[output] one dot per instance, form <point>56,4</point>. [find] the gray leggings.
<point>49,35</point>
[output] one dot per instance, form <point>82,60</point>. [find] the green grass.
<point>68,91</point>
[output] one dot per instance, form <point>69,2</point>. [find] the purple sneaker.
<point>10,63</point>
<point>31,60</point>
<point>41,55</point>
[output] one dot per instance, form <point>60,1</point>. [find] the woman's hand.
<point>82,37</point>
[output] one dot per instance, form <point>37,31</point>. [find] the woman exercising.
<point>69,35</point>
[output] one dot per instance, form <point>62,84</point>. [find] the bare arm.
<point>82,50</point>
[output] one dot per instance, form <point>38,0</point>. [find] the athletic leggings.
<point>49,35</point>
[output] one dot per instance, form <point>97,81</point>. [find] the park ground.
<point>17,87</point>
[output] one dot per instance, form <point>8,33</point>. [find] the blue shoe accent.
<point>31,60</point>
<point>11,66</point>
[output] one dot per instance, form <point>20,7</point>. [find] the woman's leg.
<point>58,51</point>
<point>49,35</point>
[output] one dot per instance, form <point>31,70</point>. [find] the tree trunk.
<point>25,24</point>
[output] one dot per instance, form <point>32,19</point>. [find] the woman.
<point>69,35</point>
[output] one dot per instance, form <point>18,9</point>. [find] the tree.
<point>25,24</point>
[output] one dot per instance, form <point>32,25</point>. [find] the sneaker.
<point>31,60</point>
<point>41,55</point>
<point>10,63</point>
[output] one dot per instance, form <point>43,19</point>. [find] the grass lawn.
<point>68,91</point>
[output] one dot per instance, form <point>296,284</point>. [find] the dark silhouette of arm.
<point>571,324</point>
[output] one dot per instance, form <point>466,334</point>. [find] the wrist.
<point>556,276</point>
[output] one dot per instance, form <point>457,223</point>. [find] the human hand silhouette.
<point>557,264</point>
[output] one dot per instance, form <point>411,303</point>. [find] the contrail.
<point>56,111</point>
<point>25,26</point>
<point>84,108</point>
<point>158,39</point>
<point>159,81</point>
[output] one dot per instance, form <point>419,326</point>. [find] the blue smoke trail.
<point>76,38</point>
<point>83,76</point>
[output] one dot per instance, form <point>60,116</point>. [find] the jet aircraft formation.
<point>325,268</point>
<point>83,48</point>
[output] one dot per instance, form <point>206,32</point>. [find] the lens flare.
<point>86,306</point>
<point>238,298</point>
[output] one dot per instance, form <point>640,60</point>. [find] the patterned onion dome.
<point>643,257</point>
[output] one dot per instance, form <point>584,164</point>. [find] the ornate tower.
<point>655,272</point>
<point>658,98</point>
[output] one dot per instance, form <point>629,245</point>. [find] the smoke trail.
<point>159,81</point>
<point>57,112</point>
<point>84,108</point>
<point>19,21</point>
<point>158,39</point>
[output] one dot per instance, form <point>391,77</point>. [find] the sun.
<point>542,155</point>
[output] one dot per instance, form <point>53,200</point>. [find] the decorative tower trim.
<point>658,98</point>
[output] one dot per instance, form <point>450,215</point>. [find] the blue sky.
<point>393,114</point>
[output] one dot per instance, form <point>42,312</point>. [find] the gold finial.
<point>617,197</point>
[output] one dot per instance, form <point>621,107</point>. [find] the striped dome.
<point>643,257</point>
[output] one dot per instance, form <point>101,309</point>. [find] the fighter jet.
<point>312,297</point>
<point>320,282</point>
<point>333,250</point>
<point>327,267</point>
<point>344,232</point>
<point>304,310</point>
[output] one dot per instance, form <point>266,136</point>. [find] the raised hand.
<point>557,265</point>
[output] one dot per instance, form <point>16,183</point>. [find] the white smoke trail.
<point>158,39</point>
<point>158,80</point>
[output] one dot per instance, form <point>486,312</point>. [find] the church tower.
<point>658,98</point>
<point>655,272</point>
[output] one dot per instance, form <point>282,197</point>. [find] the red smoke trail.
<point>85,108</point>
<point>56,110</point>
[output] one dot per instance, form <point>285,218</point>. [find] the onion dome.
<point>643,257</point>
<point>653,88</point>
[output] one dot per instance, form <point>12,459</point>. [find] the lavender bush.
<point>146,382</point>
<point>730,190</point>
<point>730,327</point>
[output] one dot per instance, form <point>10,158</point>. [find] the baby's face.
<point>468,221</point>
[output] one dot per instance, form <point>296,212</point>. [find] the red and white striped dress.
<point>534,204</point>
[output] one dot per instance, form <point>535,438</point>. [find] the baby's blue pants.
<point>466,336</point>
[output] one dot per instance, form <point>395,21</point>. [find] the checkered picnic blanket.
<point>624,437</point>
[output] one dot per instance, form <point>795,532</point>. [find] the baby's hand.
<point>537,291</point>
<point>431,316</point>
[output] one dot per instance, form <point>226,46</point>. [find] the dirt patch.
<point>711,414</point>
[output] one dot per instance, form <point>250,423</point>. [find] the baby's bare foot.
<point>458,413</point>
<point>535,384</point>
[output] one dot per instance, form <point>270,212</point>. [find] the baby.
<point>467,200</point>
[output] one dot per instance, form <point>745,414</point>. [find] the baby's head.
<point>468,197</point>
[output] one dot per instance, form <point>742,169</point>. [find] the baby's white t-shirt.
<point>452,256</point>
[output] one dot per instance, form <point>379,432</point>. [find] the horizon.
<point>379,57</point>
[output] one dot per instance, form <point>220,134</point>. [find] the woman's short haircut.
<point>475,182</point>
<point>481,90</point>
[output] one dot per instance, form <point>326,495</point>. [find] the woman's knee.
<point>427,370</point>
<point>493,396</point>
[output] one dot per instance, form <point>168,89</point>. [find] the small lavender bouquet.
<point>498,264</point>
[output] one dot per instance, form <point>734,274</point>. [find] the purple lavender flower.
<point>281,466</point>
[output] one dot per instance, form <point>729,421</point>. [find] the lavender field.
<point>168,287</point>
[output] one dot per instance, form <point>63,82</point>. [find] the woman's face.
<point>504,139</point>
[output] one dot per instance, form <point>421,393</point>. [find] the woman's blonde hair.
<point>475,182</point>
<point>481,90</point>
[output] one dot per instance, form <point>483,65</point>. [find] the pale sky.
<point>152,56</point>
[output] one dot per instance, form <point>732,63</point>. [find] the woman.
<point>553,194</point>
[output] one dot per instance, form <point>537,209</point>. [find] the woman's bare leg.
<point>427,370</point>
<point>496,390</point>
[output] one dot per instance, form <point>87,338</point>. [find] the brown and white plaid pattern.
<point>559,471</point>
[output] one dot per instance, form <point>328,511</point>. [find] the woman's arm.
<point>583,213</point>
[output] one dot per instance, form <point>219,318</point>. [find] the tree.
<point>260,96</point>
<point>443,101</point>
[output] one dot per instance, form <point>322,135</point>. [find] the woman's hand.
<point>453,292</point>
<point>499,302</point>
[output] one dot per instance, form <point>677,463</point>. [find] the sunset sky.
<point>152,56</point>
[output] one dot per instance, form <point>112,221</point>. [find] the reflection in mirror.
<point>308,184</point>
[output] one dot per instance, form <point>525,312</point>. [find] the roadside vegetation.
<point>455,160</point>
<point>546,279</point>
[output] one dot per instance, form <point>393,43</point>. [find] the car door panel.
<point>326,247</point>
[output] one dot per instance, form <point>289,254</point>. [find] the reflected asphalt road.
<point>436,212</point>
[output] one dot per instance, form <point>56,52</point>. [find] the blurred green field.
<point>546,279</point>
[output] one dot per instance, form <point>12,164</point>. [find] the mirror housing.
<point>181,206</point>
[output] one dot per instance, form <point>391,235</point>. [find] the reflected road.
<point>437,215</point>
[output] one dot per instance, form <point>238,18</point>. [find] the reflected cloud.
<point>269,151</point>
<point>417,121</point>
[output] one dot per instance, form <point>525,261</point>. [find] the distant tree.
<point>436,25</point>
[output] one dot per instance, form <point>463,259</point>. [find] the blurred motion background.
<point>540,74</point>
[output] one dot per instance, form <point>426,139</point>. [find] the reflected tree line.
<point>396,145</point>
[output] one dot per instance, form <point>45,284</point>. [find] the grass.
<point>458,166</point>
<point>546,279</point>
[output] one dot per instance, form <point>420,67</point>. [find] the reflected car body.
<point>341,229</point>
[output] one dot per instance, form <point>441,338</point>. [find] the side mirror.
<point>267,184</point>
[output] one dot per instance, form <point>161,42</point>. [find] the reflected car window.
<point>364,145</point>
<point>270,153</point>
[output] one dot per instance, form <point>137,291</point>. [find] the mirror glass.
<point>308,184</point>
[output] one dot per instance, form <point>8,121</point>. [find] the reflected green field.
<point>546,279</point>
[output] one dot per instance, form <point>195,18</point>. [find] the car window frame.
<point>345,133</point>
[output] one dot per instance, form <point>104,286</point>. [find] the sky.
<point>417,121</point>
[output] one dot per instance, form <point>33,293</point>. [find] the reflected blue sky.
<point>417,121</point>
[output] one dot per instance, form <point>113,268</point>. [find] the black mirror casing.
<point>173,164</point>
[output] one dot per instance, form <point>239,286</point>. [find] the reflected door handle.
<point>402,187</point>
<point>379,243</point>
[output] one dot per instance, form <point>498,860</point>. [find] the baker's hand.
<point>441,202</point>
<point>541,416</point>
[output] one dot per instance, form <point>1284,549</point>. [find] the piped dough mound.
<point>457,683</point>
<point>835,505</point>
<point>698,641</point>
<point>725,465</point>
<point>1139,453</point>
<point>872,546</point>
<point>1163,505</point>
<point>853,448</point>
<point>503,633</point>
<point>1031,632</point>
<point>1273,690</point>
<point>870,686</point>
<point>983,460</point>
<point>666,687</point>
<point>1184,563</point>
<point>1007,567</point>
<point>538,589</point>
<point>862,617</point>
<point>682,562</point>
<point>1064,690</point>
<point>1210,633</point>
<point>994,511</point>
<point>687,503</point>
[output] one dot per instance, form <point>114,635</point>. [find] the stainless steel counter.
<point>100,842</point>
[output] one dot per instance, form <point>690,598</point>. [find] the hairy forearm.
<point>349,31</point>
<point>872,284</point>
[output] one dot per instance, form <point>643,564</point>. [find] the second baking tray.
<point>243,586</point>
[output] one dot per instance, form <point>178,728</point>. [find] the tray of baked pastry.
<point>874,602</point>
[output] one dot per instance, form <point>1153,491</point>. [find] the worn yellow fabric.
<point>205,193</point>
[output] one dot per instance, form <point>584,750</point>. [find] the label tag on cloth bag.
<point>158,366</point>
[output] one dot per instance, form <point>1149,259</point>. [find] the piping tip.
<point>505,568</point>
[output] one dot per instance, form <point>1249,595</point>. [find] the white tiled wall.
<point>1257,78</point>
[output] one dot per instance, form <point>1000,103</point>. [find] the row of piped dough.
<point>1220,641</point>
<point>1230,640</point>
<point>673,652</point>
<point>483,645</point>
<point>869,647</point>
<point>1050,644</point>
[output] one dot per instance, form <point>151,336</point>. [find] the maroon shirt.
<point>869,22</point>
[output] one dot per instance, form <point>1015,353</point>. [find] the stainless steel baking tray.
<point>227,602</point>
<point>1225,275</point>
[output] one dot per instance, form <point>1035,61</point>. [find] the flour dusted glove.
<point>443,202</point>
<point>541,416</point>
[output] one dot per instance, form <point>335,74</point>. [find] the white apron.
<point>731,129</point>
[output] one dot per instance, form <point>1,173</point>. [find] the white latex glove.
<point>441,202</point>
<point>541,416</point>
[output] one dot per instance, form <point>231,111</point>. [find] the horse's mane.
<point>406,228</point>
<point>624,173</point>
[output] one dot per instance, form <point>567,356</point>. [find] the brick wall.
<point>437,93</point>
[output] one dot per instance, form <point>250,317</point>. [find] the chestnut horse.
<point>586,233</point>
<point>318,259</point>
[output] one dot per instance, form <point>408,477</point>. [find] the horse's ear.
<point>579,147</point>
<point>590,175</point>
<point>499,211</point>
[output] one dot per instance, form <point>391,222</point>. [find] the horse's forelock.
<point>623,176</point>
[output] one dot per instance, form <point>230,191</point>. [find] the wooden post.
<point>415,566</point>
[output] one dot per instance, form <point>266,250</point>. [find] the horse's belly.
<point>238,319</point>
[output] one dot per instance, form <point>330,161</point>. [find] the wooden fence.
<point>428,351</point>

● ● ●

• Task:
Copy exactly the line that contains "[output] one dot per instance, form <point>330,161</point>." and all lines after it in the listing above, through the final line, and nothing else.

• Answer for this exercise:
[output] one dot per instance, form <point>330,161</point>. [find] the wooden fence.
<point>428,351</point>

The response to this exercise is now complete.